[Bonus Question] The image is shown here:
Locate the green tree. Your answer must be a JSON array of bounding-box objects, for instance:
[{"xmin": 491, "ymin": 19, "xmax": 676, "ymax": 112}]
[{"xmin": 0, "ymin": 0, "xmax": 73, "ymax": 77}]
...
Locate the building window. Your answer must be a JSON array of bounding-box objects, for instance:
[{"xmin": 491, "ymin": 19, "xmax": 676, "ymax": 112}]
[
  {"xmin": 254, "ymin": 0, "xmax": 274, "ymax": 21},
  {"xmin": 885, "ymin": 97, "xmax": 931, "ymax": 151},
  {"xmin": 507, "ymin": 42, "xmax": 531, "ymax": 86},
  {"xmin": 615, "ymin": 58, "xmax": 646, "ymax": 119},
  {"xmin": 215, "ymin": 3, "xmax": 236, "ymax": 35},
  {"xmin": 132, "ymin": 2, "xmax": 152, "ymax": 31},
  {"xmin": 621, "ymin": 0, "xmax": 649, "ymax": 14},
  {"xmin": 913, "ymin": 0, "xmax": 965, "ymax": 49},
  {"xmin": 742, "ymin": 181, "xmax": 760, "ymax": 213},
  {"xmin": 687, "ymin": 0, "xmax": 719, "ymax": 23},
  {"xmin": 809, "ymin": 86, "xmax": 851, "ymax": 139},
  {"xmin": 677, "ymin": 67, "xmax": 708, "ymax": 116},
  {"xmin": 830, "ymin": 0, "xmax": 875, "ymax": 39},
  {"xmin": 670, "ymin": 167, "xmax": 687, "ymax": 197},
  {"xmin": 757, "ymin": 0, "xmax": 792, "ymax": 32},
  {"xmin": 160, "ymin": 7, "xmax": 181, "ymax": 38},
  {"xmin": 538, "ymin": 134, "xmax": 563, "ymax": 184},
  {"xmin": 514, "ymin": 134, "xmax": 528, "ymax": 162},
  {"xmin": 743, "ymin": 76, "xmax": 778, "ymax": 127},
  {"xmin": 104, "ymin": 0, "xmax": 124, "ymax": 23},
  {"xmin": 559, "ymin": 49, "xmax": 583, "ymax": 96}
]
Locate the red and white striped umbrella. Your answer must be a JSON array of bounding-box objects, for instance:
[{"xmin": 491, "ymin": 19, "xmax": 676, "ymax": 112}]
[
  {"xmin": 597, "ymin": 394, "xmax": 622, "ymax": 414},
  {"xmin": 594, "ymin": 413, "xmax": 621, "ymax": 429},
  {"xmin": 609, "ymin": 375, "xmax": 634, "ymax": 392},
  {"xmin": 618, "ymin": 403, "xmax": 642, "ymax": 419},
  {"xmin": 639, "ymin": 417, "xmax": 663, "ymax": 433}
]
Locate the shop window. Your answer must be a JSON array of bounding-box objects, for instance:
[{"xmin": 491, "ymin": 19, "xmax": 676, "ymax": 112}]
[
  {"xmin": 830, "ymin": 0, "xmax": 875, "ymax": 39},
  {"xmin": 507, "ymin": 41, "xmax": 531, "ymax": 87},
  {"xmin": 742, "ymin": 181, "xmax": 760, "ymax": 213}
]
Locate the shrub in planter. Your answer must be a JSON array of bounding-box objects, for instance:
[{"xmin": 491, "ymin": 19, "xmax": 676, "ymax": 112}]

» EXERCISE DETAILS
Copy out every line in the listing above that contains the string "window". Treat uppercase and lowercase as different.

» SOLVED EXERCISE
Locate the building window. Your answer must be a JSON array of bounding-box objects, for instance:
Locate the shop window. Your answer must be a JSON array of bounding-box objects, for instance:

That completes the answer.